Set exercise
Copy out every line exactly, passing over the pictures.
━━━━━━━━━━━━━━━━━━━━
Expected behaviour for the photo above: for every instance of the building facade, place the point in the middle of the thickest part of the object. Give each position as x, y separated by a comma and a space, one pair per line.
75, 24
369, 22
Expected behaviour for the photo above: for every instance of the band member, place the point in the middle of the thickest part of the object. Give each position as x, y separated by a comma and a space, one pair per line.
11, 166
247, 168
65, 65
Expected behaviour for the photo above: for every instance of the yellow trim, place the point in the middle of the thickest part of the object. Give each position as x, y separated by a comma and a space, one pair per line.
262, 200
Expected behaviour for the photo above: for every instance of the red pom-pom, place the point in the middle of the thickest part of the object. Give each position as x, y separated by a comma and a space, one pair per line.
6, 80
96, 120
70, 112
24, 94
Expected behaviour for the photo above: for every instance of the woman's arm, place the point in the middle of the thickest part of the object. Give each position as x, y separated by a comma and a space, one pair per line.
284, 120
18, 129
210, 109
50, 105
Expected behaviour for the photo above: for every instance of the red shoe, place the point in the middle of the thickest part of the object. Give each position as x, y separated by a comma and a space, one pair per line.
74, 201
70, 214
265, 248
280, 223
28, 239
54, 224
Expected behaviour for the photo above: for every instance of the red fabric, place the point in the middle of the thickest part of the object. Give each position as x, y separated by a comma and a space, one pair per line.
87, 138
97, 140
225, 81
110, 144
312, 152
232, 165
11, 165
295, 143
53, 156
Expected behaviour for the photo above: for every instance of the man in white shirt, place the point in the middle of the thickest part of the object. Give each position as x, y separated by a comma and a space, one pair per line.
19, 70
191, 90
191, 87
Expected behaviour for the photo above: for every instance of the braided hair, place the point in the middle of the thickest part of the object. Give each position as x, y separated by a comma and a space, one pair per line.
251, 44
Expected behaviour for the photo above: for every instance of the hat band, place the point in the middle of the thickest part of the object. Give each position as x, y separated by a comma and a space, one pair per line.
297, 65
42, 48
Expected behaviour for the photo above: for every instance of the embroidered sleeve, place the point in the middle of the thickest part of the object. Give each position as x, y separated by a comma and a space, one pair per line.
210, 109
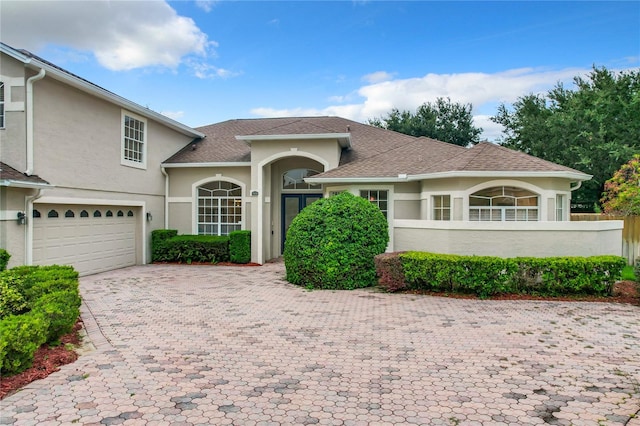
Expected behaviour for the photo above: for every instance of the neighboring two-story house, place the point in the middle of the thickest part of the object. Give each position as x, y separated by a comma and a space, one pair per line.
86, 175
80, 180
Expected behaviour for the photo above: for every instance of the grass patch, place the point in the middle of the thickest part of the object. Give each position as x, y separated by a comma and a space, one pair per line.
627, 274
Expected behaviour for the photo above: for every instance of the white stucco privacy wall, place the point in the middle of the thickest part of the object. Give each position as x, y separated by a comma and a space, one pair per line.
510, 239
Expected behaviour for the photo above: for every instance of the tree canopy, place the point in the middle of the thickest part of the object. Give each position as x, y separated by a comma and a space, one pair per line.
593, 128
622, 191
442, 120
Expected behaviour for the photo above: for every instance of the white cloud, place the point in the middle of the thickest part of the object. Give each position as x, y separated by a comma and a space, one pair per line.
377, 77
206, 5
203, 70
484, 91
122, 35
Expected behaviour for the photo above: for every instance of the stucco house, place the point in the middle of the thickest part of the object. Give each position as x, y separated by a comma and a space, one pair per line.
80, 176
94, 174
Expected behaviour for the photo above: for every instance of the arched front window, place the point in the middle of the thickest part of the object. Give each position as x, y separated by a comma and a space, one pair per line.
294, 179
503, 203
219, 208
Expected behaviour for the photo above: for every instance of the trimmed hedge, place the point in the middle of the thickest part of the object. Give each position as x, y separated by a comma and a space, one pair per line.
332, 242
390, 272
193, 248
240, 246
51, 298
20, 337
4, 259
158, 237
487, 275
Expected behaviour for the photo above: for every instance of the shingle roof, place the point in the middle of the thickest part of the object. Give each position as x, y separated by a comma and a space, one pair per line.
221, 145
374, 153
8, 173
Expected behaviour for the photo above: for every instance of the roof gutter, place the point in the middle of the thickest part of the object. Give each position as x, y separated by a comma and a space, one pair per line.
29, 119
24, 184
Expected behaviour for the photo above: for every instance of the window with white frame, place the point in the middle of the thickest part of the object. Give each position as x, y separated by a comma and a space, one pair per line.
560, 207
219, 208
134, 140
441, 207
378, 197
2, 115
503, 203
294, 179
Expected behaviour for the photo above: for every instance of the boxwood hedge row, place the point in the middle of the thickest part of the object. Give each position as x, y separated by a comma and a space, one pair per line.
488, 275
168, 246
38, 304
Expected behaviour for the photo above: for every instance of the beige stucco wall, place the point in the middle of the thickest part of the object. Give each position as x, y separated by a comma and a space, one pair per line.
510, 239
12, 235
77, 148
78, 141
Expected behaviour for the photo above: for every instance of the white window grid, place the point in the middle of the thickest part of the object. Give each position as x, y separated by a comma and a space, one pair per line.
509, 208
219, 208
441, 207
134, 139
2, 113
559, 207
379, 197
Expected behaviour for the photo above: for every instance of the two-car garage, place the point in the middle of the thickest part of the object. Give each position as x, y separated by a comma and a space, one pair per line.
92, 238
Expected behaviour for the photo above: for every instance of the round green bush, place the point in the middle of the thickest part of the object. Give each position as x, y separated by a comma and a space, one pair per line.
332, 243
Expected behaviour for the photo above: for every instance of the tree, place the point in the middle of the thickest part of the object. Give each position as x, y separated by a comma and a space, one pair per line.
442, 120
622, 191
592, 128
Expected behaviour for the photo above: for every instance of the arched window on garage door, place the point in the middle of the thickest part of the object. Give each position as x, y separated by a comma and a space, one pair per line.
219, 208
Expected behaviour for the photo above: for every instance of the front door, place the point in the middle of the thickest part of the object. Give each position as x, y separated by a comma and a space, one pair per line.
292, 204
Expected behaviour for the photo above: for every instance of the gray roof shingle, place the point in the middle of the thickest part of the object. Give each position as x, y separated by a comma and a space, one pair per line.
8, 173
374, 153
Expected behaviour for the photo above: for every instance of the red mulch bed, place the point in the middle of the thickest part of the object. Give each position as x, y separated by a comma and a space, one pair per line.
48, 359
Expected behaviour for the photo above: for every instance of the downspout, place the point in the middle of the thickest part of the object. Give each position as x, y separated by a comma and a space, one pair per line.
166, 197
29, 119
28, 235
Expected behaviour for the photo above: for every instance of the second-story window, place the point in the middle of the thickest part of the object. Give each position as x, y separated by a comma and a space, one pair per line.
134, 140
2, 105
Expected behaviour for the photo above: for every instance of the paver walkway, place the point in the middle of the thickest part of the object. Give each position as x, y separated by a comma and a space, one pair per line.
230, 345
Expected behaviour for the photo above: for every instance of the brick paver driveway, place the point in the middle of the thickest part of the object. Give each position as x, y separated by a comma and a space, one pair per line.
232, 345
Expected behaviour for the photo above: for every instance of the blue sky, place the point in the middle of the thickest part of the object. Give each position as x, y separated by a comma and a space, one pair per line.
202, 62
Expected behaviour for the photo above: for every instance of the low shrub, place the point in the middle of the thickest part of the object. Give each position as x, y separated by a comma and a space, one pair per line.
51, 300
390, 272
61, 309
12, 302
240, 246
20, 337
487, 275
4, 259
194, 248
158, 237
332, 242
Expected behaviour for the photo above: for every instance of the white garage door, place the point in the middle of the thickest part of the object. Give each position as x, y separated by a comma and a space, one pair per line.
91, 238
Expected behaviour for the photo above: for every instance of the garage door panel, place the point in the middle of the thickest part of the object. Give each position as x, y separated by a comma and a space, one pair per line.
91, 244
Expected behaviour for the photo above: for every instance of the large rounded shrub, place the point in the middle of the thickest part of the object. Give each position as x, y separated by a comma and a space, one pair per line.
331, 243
━━━━━━━━━━━━━━━━━━━━
Exercise solution
Expected behaviour for the photo above: for every instance of the building facade, place the point in the middle of the thickest part of the object. Give each position as x, y separated by a comma and a space, one pair per line.
75, 24
369, 22
Expected behaviour for the photo above: for every instance of the band member, place the point in the middle of the thickest part of the object. Give each position as x, y separated by a comma and a space, one pair per line.
11, 166
247, 168
65, 65
Expected behaviour for the photo above: for every instance of the yellow trim, place the point in the middle of the thickest part of the object. Give each position as x, y separated by a comma and a space, one pair per line.
262, 200
Expected behaviour for the photo above: for every instance of the red pom-pom, place the point in the middle of the thickest part of the object. Give each position as x, y separated by a comma and a space, one pair per line.
6, 80
96, 120
70, 112
24, 94
Expected behaviour for the photo above: for every instance of the woman's arm, place the point in the middle of the thickest part of the object. Give each position as x, y separated by a comma and a space, one pair per line.
284, 120
18, 129
210, 109
50, 105
Expected behaviour for the photo above: for every instance of the red shoe, place the point in the middle of the thickest part of the object. Give each position as x, y separated by a comma and a space, one pair per line.
74, 201
70, 214
265, 248
280, 223
28, 239
54, 224
Expected behaviour for the photo above: for every instance of the red fabric, place the point in the middle of the thickest part of the object. Give each position as x, y separated by a comma and a space, one pair per line.
87, 138
97, 140
225, 81
110, 144
312, 152
232, 165
11, 165
295, 143
53, 156
Expected behaviour for the photo above: for every instance of the man in white shirt, place the point in the middle of the thickest part of the object. Give each position as x, y separated by a comma and a space, one pair per line.
19, 70
191, 90
191, 87
Expected behaviour for the photo above: for every instance of the braided hair, place the point in the middle of the thickest part of the object. Give each position as x, y separated by a comma and a space, one pair per line.
251, 44
Expected behaviour for the photo above: for every instance of the hat band, place the point in the middle of the thickest part of the object. Give each position as x, y separated by a comma and a space, one pair per line.
297, 65
42, 48
Expected behaviour for the photo above: for every instance of the embroidered sleeve, place the point in the middle of the thickest part of the object. Give each position as x, y separated by a comma and a space, one pair per line.
210, 109
Expected behaviour for the photo above: for every instance of the neighboring two-story house, place the point in the middle of the thickest part of the object. Give each position as x, y separated by a comma and a space, one pair per line.
86, 175
80, 180
Expected behaviour for the photo above: for every instance of the grass patch, place the point in the middle of the thickest part of the object. Give each position as x, y separated by a comma and a space, one pair per line.
627, 274
Expected behaviour for the photo above: for every instance of the white stucco privacy wall, place the point in the middle of the thickest part of the object. Give each position as x, y separated by a comma and a space, one pair per line.
510, 239
Expected behaviour for the photo above: for every instance of the tree canopy, place the point in the middle of the thickest part of the object. Give each position as x, y separated by a comma and a space, one pair per line.
593, 128
622, 191
442, 120
Expected behaviour for the photo above: for every instance of the white cloud, place the point in the middle of the thickest part of the object. Give each position as x, y separated by a comma and a space, one pair per line.
377, 77
206, 5
203, 70
484, 91
122, 35
Expected behaviour for the photo above: for every instance of the stucco house, place the point in the middle of the thickest part of the object. Give each position as x, y separated by a comma and a space, one pair per line.
80, 176
94, 174
Expected behaviour for the photo above: for every instance of the arched front window, place the point in the middle of the thickest part of the object. Give each position as x, y separated by a comma and a space, one pair per line.
294, 179
503, 203
219, 208
Expected behaviour for the photo above: for every instance of the trimmed hedge, place the point in the middle of the thickest part of the object. Give each position as x, y separated by a comma and a space, one pair per line.
332, 242
390, 272
193, 248
240, 246
51, 298
20, 337
4, 259
158, 237
487, 275
Expected behaviour for the photo above: for every instance of the shingle roof, place the point in the middle of the thickest part of the object. Give each position as x, y separated by a comma and a space, one pair per line.
221, 145
374, 153
8, 173
Expected behaviour for the photo above: for every instance of the roof gutter, place the point in the middle of the thickest part of the object. Give each position as x, y separated by a comma and a space, one pair per line.
29, 119
24, 184
Expected behaviour for the photo above: for every instance of the window with white frame, place the point in the middle of the thickest part of the object. Give each position as x, y separated by a comma and a space, one pair per line.
560, 207
219, 208
134, 140
441, 207
378, 197
2, 115
503, 203
294, 179
Expected behaviour for the photo above: for every instance of the boxwood hedge row, place the point in the middle of the thickest part of the object. Give each position as x, y separated by a comma and a space, one pair per line.
488, 275
168, 246
38, 304
Expected behaviour for the photo above: for every instance of the beige stucco wall, place the point in the middle of the thickest part of the object. Give each position as x, y separated by a comma and a space, one pair per line.
510, 239
12, 235
77, 148
78, 141
Expected behaviour for the photo above: for every instance of the white window grid, place the point in the middle of the thickest part of the object. Give each position as x, y separated by a comma and a space, one pair per line.
509, 208
219, 208
441, 207
134, 139
2, 113
559, 207
379, 197
Expected behaviour for the photo above: for every instance of the two-car garage, place the point in the middle of the thickest part of the object. Give each position as x, y separated by a comma and a space, one pair per line.
92, 238
Expected behaviour for the photo above: for every instance of the round green bush, place the point in the middle of the thickest part of the object. Give each position as x, y separated by a comma and a space, one pair per line.
332, 243
Expected behaviour for the photo above: for every instance of the tree, place the point in the middle of the thickest part of the object. Give each position as x, y separated by a comma and a space, one pair per line.
442, 120
622, 191
592, 128
Expected behaviour for the photo above: for every instance of the arched window on garage door, place the point in the middle of the thickest part of the object. Give each position as x, y separated by a comma and a space, one pair per line.
219, 208
Expected behaviour for the photo above: for every instance of the front door, place the point in the middle of the thickest part of the object. Give each position as x, y separated by a comma and a space, one pair per line.
292, 204
Expected behaviour for the photo above: for every instance of the gray roof shingle, place the point in the middle of the thickest part of the object. Give each position as x, y separated by a comma and a space, one pair per line.
8, 173
374, 153
Expected behaviour for the photo above: for every instance of the red mulch bed, place the point in the middle of the thickest part of the object. Give each position as x, y separated by a comma and a space, one pair per line.
48, 359
Expected behaviour for the photo above: for every instance of the downspout, place the point in the middle of the thickest part of the object. Give each position as x, y separated by a comma and a space, one pair per line.
166, 197
29, 119
28, 235
Expected behaviour for the photo above: for every instance of the second-story window, place the point in the middle of the thickest part of the object. Give each position as x, y separated by a comma and a space, one pair per line.
134, 140
2, 105
Expected behaviour for the photo above: for every instance of the paver walkway, place the point in the middle of the thickest part of the object. Give each position as x, y separated by a comma and a space, one pair per line.
230, 345
Expected behaviour for the photo above: for every instance of the brick paver driveway, place the point in the middle of the thickest part of the object. Give each position as x, y separated by a comma and a space, one pair per line.
232, 345
Expected behaviour for the photo above: for every instance of the blue sky, place the point in the middle of the thickest part of the object. Give each position as x, y separated by a comma and a space, one pair per line.
202, 62
Expected behaviour for the photo above: for every instance of the low shrub, place the point in the middle of the thickest part of the object. Give each position as x, y separated by a comma and a space, one pair per line.
51, 300
390, 272
61, 309
12, 302
240, 246
20, 337
487, 275
4, 259
194, 248
158, 237
332, 242
Expected behaviour for the photo above: for every instance of the white garage door, place the point in the middle of the thickest part of the object. Give each position as x, y separated by a comma and a space, one pair per line.
91, 238
Expected behaviour for the photo above: for every instance of the garage door panel, place the point in the middle of the thickest part of the object. Give each position as x, y separated by a comma and a space, one pair per line.
91, 244
Expected behaviour for the photo above: for every instance of the large rounded shrub, place the point in the middle of the thickest part of the object. Give each position as x, y separated by a comma and a space, one pair per line.
331, 243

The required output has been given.